=== GIVEN RECORDS ===

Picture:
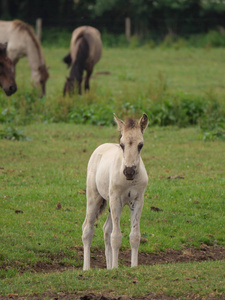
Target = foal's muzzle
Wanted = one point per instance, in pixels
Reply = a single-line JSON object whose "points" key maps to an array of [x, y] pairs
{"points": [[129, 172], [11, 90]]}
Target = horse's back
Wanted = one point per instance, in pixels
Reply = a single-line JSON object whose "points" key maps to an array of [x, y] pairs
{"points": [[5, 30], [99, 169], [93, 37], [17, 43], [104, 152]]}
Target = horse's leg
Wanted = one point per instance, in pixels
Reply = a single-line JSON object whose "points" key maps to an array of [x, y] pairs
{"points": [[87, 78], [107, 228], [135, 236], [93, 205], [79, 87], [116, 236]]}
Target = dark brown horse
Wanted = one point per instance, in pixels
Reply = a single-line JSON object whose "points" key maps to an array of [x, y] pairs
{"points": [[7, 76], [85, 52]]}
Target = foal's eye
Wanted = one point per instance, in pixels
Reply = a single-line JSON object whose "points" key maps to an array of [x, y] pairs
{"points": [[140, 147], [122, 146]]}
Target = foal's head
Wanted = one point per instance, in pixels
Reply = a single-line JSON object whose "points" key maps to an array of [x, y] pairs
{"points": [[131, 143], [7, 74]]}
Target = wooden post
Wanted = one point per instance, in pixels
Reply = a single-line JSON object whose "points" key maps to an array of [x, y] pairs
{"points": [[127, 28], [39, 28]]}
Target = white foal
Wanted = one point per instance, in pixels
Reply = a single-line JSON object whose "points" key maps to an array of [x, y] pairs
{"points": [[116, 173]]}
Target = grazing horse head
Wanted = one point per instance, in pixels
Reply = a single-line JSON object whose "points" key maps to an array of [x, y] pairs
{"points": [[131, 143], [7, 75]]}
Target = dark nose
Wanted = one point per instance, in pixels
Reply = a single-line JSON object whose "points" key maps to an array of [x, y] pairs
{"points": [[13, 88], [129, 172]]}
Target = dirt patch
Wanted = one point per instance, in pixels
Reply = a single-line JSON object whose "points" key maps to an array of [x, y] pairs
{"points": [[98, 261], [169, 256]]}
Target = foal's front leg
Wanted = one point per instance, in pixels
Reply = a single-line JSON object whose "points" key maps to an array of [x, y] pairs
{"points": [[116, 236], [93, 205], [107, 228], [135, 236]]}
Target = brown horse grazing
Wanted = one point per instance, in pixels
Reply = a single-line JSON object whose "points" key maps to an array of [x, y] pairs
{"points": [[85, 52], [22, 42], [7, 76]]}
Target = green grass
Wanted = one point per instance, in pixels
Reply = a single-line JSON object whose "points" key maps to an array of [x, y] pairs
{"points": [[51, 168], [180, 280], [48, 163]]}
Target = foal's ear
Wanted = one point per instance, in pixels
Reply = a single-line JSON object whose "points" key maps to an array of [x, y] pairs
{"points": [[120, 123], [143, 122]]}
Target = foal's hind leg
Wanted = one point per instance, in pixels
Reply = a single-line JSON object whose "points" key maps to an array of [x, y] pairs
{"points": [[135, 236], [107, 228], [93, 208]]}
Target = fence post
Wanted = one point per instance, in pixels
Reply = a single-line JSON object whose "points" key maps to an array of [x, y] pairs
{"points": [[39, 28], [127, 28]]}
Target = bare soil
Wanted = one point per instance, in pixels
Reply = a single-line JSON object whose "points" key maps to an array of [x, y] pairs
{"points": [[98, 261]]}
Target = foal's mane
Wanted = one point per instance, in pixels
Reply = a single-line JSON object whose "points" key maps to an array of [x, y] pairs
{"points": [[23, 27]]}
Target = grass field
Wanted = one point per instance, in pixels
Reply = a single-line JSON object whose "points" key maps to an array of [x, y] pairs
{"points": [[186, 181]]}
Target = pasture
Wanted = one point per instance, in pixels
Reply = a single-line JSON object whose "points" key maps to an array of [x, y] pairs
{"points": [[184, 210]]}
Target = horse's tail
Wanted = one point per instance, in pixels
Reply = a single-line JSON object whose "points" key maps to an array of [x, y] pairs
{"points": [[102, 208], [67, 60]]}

===
=== GIVEN RECORDS ===

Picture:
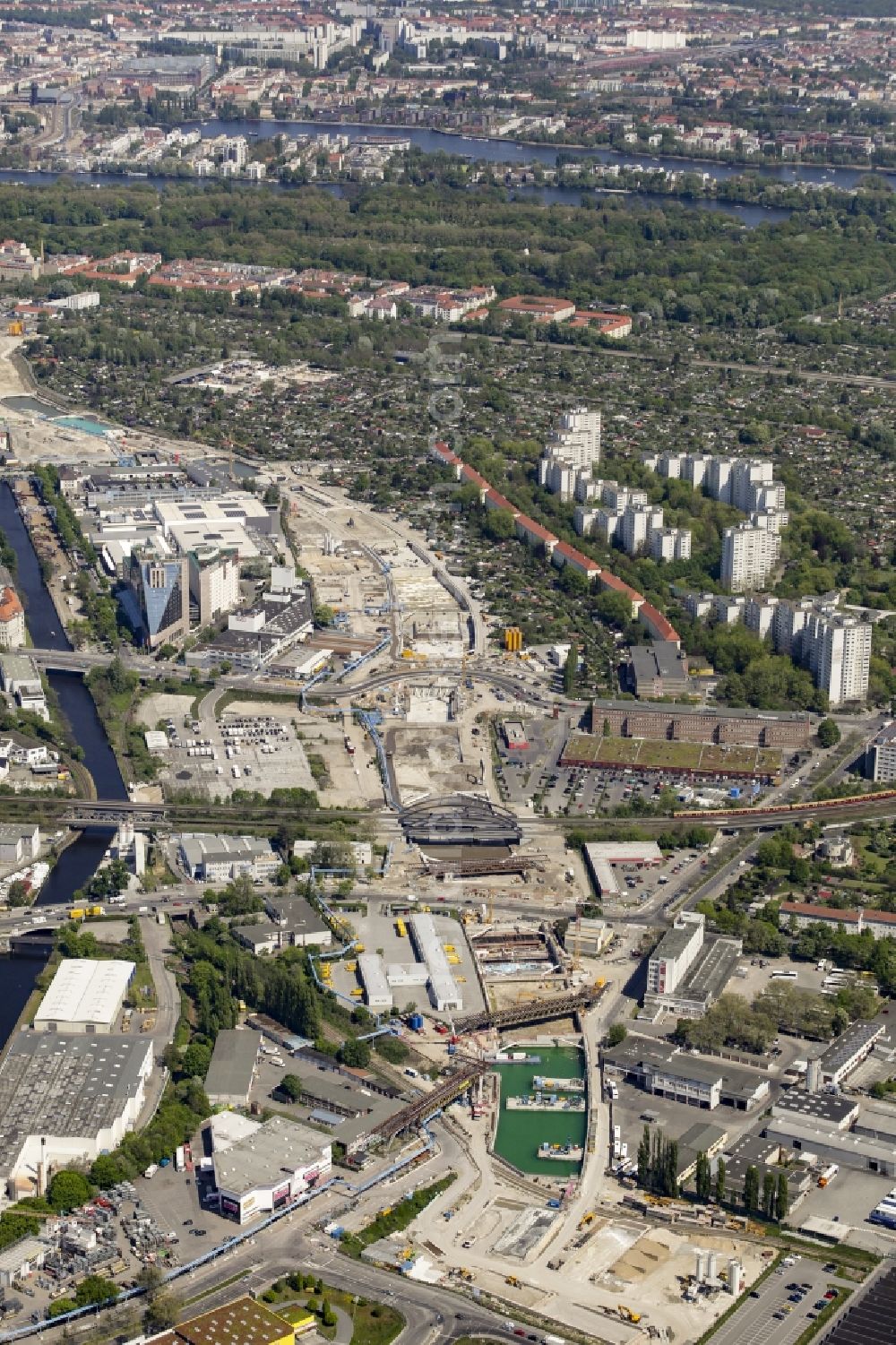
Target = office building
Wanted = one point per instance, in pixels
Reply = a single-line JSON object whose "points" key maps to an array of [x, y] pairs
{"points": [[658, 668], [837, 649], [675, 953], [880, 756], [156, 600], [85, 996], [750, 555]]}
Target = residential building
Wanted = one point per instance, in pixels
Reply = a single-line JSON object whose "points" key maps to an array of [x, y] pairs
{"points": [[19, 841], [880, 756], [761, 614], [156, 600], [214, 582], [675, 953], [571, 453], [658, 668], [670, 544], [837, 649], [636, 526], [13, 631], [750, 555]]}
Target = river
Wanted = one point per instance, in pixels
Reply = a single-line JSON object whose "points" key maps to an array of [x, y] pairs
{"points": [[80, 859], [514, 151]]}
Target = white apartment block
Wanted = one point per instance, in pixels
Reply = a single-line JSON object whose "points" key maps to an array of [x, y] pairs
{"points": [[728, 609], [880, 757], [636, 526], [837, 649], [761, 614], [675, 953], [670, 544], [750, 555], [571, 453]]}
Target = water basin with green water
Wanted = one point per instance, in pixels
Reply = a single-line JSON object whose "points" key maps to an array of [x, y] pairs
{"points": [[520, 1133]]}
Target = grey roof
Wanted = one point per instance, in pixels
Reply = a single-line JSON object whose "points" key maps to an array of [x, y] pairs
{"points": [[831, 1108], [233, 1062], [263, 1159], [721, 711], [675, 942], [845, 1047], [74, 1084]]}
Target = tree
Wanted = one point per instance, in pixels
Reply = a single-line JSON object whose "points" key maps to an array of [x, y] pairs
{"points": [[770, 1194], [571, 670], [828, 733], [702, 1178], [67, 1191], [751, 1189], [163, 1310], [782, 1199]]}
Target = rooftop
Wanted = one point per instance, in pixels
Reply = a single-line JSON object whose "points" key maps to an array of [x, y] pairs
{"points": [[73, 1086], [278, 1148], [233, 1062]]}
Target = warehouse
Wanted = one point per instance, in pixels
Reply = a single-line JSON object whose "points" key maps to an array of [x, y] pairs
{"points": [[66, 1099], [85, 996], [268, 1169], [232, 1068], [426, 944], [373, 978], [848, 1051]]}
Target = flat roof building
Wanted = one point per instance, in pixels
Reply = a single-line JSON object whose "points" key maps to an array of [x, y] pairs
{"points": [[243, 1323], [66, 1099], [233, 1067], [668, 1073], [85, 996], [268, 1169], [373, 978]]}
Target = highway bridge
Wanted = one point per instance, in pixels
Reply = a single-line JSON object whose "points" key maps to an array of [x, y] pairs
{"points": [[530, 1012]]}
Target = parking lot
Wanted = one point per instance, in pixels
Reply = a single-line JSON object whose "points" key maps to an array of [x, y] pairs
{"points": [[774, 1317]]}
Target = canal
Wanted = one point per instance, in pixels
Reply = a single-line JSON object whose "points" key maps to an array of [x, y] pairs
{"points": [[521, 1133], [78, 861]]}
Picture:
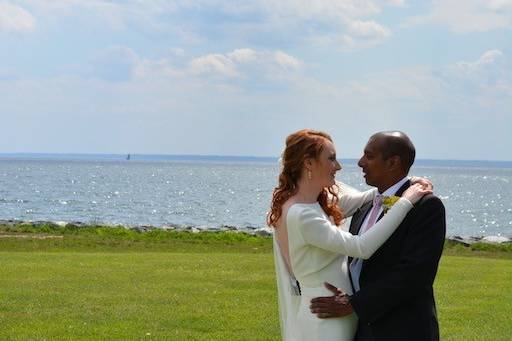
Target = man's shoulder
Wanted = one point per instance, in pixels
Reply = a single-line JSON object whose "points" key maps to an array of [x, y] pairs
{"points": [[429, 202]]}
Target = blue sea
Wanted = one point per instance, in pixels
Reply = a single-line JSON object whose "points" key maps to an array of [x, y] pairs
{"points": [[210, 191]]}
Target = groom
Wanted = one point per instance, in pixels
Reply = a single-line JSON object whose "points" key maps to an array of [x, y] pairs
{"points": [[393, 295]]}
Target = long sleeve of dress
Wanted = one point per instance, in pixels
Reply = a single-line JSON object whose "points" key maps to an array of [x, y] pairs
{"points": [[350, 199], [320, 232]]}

===

CHALLENGE - Select every line in the entries above that contains the word "dark" and copy each of those lines. Case counts when matching.

RESPONSE BELOW -
Target = dark brown horse
Target = dark nose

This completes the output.